The team sport of Cricket became a medal sport at the 2010 Asian Games. The last time cricket featured in a major multi-sport event was at the 1998 Commonwealth Games held in Kuala Lumpur, Malaysia. The gold medal was won on that occasion by South Africa, who defeated Australia by 4 wickets in the final with New Zealand winning the bronze medal. At a general meeting of the Olympic Council of Asia, held in Kuwait on 17 April 2007, it was announced that cricket would be included as a medal sport in the 2010 Asian Games to be held in Guangzhou. Matches would be played on a Twenty20, 20-overs per side format.

Following the announcement, Asian Cricket Council Chief Executive Syed Ashraful Huq said "Cricket will receive a major boost across Asia and in particular China, as a result of this enlightened decision. The Asian Cricket Council pledges its support to the Guangzhou games organizers in order to make the event a success."

Asian cricketing powerhouses India and Pakistan have been the drivers behind the inclusion of cricket in the Asian Games. The Test status nations in the Asian Cricket Council, Bangladesh, India, Pakistan and Sri Lanka would compete with the initial plan that the Associate teams such as Nepal would also be invited to play in the inaugural competition. China will compete as the host nation which serves as a boost for the Chinese Cricket Association which has boldly stated its ambition of China becoming a force in one-day cricket by the 2019 World Cup.

EXTRACTED DATA:
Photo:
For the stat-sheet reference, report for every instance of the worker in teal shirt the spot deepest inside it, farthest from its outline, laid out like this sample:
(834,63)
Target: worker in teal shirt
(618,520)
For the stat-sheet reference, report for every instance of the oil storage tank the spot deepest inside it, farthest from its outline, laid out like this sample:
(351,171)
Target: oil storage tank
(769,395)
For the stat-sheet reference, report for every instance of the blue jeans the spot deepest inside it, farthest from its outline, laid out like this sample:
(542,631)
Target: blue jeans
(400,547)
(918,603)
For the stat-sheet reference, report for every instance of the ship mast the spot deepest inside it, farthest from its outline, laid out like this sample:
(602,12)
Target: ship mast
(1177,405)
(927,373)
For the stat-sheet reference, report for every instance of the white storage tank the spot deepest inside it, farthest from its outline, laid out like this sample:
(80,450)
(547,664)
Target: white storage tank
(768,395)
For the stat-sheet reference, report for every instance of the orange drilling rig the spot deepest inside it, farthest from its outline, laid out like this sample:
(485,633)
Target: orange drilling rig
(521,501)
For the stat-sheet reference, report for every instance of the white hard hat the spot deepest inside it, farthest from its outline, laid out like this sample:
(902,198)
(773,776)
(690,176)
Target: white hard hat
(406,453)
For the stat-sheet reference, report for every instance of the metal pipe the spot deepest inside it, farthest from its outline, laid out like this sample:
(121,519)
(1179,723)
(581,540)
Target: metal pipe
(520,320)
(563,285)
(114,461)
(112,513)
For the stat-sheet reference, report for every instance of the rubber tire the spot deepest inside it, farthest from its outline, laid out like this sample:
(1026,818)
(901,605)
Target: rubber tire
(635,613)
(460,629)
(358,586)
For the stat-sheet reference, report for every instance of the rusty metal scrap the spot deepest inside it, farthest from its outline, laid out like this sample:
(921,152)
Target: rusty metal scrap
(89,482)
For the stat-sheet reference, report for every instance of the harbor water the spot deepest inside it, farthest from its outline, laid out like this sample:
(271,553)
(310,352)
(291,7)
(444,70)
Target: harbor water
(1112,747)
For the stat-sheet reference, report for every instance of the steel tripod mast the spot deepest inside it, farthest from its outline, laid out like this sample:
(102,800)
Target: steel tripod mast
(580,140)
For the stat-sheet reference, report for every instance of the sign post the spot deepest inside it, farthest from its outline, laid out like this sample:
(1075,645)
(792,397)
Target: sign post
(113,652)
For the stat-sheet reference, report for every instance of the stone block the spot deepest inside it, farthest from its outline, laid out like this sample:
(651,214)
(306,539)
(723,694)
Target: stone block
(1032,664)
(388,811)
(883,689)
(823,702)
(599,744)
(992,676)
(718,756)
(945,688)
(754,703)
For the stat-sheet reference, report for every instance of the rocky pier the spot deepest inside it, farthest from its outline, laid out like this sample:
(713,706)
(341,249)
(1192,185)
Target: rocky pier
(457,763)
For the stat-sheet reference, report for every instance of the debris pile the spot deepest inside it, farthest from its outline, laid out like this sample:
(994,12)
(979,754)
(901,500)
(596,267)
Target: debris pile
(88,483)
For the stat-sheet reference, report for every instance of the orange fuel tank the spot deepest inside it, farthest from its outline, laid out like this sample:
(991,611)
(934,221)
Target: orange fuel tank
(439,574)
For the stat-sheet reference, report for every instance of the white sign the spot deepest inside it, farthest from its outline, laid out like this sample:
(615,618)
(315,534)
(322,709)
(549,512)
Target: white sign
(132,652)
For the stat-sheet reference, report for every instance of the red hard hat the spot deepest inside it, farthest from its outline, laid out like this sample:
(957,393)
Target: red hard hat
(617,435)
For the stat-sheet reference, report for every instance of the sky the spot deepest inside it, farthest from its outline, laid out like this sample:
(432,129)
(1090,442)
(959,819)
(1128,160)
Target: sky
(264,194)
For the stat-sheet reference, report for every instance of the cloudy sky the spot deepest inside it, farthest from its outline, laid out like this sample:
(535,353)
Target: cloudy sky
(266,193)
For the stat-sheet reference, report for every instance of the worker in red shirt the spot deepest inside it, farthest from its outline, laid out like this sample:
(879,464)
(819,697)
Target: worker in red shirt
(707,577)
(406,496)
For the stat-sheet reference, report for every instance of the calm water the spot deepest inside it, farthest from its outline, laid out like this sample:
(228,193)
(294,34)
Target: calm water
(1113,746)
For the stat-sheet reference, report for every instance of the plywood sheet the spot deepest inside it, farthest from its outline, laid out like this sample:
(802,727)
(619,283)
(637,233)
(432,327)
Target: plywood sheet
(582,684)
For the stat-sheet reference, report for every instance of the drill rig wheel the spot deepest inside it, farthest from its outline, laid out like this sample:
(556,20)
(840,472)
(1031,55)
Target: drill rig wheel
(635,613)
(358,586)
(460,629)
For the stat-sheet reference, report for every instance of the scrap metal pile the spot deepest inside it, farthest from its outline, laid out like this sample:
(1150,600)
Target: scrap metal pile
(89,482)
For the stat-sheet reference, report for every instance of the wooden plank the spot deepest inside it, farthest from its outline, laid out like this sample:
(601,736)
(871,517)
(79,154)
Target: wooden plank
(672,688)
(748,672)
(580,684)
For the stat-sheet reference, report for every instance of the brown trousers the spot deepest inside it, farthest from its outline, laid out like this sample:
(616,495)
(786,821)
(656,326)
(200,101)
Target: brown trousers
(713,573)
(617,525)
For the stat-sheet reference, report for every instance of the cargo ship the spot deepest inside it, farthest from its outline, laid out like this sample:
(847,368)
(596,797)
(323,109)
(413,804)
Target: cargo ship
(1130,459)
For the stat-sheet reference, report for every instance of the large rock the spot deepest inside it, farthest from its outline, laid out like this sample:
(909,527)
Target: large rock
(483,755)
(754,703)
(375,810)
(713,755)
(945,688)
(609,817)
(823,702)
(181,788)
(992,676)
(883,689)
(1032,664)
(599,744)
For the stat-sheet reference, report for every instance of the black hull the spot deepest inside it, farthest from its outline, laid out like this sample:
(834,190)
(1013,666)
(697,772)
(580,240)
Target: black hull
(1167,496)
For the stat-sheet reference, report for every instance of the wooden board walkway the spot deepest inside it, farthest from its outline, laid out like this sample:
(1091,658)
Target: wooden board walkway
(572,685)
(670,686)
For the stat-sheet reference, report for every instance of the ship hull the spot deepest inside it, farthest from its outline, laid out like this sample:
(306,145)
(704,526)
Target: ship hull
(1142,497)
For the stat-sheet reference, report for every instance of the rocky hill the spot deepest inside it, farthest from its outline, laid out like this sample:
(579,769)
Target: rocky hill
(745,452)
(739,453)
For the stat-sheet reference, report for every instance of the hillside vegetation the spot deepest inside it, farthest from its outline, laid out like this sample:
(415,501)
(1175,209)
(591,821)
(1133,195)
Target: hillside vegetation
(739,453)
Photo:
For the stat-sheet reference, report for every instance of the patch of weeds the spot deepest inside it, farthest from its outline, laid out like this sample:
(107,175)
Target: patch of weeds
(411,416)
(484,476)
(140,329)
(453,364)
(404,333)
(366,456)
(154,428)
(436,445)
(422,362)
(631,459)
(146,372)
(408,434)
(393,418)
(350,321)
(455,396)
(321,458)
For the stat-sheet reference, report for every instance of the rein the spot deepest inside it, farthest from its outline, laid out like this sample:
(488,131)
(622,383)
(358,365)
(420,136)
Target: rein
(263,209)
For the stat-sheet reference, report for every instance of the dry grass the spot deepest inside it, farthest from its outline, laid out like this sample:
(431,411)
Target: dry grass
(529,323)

WORK INSTRUCTIONS:
Answer these questions from the text on cricket at the Asian Games:
(a) Which team did South Africa beat in the 1998 Commonwealth Games final?
(b) Who was Chief Executive of the Asian Cricket Council?
(c) By which World Cup does the Chinese Cricket Association aim for China to be a force in one-day cricket?
Please answer using only the text, not the items.

FULL OUTPUT:
(a) Australia
(b) Syed Ashraful Huq
(c) The 2019 World Cup